[Object location annotation data]
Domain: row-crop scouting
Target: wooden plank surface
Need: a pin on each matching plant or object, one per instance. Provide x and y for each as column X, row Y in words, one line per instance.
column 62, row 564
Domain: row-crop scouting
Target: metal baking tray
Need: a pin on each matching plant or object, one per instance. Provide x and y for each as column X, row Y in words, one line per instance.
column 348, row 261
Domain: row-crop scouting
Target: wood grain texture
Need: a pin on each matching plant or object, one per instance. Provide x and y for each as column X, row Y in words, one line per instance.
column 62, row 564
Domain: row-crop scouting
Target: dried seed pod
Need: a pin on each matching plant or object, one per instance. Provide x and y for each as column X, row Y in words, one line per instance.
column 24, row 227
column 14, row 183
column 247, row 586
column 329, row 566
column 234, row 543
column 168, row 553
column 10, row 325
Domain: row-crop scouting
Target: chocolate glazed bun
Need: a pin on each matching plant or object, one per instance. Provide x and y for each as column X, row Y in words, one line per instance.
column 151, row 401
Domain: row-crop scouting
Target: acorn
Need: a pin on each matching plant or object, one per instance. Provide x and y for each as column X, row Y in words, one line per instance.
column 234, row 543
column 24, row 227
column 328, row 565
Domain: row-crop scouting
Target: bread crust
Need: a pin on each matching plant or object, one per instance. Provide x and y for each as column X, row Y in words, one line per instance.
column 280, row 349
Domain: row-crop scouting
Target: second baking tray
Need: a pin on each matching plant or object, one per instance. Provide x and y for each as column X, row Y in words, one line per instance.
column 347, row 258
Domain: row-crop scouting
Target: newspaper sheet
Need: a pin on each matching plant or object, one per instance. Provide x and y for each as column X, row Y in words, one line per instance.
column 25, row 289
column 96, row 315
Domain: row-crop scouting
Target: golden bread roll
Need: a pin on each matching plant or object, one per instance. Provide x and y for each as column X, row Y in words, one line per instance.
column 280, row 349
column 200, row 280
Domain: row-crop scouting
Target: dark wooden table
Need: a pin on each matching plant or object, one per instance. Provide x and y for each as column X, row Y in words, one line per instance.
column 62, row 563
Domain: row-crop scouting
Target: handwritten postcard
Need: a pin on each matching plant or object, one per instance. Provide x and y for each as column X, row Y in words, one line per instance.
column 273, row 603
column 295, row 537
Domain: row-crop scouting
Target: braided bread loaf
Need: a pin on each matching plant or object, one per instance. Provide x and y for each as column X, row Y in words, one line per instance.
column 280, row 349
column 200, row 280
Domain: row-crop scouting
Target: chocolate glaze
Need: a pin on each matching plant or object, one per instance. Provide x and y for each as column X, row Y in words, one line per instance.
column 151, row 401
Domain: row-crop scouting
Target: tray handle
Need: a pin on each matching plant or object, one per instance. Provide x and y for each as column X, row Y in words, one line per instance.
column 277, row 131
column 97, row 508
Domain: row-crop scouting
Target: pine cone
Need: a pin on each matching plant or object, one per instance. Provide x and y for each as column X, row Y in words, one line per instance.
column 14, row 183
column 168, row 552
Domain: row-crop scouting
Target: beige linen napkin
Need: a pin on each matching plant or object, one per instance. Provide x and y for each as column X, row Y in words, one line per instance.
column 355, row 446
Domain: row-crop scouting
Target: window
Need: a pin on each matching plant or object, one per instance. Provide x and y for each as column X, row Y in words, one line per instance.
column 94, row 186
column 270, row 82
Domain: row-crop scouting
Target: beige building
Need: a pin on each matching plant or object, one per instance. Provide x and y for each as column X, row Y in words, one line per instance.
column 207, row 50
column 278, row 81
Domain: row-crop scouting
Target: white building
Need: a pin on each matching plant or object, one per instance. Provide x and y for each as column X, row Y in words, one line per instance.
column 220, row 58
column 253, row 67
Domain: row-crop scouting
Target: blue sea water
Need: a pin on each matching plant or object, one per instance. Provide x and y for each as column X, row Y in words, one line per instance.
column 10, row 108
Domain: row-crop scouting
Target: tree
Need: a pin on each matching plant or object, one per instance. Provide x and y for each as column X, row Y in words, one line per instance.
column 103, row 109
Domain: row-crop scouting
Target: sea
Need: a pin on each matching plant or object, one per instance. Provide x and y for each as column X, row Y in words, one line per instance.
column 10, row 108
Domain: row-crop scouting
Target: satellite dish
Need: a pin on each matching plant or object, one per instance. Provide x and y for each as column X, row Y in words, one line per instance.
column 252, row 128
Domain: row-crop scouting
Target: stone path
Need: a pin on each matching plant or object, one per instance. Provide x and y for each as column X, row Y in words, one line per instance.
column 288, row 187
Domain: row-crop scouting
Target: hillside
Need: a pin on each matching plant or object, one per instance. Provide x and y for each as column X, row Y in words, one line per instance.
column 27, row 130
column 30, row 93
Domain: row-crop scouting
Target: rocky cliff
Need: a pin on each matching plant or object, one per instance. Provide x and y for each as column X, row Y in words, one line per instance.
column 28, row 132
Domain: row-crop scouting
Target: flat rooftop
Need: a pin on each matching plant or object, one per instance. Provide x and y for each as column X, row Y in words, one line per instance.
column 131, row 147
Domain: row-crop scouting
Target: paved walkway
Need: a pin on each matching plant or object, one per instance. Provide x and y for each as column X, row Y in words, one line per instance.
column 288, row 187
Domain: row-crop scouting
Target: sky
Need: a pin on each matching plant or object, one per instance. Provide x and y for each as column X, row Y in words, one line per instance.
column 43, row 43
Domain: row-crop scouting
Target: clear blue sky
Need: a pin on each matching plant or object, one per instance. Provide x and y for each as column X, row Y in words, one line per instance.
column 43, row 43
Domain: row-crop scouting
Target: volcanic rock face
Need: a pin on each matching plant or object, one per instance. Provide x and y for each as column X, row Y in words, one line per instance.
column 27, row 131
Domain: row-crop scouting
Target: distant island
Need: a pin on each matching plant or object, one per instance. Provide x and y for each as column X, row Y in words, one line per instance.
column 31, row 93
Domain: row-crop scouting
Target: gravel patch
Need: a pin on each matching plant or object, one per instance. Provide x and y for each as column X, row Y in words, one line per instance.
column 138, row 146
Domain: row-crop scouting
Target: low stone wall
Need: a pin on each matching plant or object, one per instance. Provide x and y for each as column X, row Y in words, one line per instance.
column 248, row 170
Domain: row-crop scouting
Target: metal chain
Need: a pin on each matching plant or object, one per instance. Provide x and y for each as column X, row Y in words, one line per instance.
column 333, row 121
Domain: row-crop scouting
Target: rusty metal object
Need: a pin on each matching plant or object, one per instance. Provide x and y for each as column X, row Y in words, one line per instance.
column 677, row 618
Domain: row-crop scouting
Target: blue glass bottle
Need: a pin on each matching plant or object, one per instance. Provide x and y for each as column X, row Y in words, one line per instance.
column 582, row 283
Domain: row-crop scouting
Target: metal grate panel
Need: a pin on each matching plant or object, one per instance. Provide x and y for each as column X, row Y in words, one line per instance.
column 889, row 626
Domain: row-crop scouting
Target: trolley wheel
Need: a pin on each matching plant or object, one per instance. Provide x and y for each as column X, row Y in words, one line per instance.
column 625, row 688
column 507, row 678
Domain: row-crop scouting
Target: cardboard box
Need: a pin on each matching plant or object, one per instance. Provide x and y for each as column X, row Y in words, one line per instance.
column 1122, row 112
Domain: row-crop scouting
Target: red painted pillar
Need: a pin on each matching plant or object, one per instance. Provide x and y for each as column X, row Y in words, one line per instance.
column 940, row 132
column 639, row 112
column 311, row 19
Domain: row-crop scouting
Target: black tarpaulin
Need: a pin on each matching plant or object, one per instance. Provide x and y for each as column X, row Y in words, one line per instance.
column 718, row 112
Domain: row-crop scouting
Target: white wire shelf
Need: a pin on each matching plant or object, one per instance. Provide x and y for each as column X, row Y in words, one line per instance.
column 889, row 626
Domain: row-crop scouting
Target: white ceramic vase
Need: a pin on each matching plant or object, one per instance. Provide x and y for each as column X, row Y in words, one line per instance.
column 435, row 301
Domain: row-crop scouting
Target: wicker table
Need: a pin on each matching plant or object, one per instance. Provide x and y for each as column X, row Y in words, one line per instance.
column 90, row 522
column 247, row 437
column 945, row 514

### TASK DESCRIPTION
Pick out each line in the rows above that contains the word "table" and copy it. Only exact matches in the same letter case count.

### COMPLETE RESPONSE
Target: dark wooden table
Target: wicker table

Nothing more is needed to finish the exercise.